WHAT TO DO:
Would you transcribe the whole listing exactly, minus its pictures?

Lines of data

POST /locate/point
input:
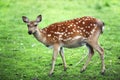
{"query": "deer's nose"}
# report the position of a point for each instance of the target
(30, 32)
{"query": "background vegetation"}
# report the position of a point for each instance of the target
(22, 57)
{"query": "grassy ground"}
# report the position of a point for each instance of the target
(22, 57)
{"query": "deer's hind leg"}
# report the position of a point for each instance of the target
(90, 54)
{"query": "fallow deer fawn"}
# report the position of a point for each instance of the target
(70, 34)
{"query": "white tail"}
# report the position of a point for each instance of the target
(71, 34)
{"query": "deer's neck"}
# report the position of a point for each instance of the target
(40, 36)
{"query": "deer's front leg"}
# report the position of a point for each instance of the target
(55, 53)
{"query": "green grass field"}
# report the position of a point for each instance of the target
(22, 57)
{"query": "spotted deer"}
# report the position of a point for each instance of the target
(70, 34)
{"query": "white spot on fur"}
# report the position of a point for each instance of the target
(49, 35)
(83, 22)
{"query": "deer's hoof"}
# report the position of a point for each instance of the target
(65, 69)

CORRECT ANSWER:
POST /locate/point
input:
{"query": "deer's nose"}
# report the position of a point for each instance of the target
(30, 32)
{"query": "background vegetation"}
# report the position of a point for each instance of the target
(22, 57)
{"query": "grassy ground"}
# report the position of a point for each instance of the target
(22, 57)
{"query": "deer's hind leg"}
# report the position of a point for each instance of the target
(90, 54)
{"query": "fallow deer fawn"}
# report the position of a point for each instance of the target
(70, 34)
{"query": "white tail"}
# report the position of a point for each instance of the target
(71, 34)
{"query": "deer's neck"}
# report the position of a point for each instance of the target
(40, 36)
{"query": "deer's front leg"}
# report the position of a point for each instance of the target
(55, 53)
{"query": "green grass field"}
# report the position of a point for each instance of the target
(22, 57)
{"query": "spotted deer"}
# report the position of a point for each instance of the target
(70, 34)
{"query": "white spot on fur"}
# report the position of a point for each instance of the target
(49, 35)
(83, 22)
{"query": "deer's hoof"}
# report the position of a point for each instance of the target
(65, 69)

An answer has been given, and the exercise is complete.